==== DATA SECTION ====

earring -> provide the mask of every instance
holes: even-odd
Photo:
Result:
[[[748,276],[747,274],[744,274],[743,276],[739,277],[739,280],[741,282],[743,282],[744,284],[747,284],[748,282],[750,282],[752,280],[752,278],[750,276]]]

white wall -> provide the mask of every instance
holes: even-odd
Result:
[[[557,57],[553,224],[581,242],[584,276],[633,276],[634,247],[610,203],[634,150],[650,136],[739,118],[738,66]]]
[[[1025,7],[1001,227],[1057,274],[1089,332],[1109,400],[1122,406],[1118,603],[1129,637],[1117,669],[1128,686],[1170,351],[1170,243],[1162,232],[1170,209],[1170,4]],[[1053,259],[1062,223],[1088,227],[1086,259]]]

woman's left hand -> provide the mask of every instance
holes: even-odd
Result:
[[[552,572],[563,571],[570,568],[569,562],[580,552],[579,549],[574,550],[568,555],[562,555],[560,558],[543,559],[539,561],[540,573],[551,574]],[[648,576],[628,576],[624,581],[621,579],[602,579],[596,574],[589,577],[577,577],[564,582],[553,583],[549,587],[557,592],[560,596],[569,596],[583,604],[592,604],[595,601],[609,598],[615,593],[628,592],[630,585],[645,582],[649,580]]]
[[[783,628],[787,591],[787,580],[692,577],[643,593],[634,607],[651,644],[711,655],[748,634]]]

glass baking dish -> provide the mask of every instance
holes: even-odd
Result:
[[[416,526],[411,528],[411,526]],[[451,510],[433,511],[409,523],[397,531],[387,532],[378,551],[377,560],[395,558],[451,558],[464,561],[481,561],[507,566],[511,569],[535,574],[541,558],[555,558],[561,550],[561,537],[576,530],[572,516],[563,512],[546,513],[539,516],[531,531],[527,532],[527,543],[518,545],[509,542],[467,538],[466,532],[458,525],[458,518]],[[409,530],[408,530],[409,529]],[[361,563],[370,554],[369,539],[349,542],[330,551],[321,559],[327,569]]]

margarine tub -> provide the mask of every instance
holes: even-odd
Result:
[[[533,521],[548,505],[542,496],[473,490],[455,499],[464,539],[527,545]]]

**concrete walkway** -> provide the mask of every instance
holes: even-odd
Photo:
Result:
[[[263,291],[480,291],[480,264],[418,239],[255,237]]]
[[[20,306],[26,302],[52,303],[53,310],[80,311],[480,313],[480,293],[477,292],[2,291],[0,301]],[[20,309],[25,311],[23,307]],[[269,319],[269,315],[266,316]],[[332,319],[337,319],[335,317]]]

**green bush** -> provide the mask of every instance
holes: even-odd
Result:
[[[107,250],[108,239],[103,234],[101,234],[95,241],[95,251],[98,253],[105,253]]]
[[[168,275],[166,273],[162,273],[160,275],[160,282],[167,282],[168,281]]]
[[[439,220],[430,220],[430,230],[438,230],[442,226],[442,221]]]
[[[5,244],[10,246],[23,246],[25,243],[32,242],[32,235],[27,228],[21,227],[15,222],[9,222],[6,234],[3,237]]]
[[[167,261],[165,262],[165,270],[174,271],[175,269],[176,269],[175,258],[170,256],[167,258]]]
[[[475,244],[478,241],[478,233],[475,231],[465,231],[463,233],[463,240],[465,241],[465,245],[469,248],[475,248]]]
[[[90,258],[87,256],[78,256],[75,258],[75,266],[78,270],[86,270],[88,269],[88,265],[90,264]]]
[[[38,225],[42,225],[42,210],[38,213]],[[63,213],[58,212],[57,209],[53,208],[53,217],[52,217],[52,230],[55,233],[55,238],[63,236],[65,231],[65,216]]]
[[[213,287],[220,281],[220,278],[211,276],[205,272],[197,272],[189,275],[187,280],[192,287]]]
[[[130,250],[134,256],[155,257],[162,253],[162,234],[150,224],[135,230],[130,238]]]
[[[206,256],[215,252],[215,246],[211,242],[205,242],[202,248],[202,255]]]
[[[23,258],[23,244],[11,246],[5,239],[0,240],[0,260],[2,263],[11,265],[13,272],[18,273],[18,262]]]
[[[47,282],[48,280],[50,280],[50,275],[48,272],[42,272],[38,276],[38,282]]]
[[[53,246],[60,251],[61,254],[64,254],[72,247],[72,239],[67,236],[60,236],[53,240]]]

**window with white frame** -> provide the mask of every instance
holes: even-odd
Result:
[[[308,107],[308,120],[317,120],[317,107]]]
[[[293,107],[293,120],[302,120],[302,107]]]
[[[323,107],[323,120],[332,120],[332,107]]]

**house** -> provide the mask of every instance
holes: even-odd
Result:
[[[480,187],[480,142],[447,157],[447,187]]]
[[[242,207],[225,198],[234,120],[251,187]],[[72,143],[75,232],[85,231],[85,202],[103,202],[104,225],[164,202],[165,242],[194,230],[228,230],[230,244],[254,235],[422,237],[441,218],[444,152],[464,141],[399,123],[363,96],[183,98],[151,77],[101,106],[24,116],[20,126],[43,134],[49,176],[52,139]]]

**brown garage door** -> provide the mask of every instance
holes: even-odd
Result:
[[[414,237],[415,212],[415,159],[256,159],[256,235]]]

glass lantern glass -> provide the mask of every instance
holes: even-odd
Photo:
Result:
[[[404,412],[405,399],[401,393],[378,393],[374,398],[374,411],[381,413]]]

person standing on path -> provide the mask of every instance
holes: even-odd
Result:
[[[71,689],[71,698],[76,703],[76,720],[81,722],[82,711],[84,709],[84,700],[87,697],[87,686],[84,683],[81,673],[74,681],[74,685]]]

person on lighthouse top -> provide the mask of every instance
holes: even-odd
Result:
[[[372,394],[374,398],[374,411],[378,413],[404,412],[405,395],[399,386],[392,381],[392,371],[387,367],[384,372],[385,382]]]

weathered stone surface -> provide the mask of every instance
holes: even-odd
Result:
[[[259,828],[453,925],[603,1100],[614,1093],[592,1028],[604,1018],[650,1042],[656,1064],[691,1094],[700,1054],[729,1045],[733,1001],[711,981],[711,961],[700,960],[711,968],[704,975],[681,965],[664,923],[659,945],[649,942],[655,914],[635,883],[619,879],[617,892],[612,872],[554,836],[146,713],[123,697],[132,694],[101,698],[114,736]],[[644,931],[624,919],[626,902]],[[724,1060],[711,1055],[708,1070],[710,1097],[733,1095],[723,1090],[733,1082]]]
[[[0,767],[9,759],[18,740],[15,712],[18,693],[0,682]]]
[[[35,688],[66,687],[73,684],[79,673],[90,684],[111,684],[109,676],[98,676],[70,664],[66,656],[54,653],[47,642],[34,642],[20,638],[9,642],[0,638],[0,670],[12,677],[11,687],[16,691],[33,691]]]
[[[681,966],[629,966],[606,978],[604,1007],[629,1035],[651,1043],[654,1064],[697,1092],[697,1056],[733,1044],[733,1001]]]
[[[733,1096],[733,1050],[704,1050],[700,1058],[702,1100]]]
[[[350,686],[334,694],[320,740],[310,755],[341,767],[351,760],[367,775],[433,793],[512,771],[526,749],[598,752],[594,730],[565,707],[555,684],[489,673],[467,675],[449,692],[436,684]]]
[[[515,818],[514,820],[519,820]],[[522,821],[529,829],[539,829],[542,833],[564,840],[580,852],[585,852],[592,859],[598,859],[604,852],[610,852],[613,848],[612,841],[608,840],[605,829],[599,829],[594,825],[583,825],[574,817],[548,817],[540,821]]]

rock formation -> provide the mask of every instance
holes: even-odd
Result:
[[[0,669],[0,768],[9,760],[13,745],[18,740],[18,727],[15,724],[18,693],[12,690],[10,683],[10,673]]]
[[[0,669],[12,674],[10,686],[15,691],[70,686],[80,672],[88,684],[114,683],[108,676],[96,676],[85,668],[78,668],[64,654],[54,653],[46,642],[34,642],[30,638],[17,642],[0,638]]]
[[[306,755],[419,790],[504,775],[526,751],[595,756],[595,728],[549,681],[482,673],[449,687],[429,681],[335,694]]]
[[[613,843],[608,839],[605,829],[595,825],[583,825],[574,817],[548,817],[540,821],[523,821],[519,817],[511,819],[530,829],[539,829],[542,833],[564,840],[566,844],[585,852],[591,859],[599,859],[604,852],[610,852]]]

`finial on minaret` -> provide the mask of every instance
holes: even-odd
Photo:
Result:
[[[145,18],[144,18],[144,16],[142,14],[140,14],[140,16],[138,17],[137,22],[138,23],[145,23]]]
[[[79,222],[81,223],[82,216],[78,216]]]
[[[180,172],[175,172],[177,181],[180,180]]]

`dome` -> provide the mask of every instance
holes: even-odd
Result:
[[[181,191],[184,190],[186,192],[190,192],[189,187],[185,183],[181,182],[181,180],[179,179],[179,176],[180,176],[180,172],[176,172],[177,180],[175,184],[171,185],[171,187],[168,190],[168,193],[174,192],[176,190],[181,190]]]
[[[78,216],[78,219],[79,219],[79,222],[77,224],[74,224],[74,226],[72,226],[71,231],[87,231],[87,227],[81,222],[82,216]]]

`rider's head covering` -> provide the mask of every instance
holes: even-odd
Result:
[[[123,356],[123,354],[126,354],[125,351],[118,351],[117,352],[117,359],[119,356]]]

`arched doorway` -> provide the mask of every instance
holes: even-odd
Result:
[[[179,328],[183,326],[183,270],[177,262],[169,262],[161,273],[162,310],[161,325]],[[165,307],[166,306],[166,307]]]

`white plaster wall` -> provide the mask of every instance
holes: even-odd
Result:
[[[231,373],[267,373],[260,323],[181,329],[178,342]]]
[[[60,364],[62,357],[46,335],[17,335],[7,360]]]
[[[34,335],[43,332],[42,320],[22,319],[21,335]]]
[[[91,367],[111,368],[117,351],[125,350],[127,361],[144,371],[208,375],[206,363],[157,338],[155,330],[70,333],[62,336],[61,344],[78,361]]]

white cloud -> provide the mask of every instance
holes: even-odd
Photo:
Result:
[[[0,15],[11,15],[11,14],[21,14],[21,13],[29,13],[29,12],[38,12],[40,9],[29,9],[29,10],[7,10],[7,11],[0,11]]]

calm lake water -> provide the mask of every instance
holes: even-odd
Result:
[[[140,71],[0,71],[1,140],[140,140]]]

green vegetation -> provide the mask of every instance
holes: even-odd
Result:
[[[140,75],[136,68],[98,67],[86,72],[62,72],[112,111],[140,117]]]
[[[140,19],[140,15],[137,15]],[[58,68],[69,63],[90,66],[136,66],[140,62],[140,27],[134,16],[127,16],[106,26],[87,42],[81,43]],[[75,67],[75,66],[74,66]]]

====

Please provide nothing but the number of lines in the records that hold the string "white".

4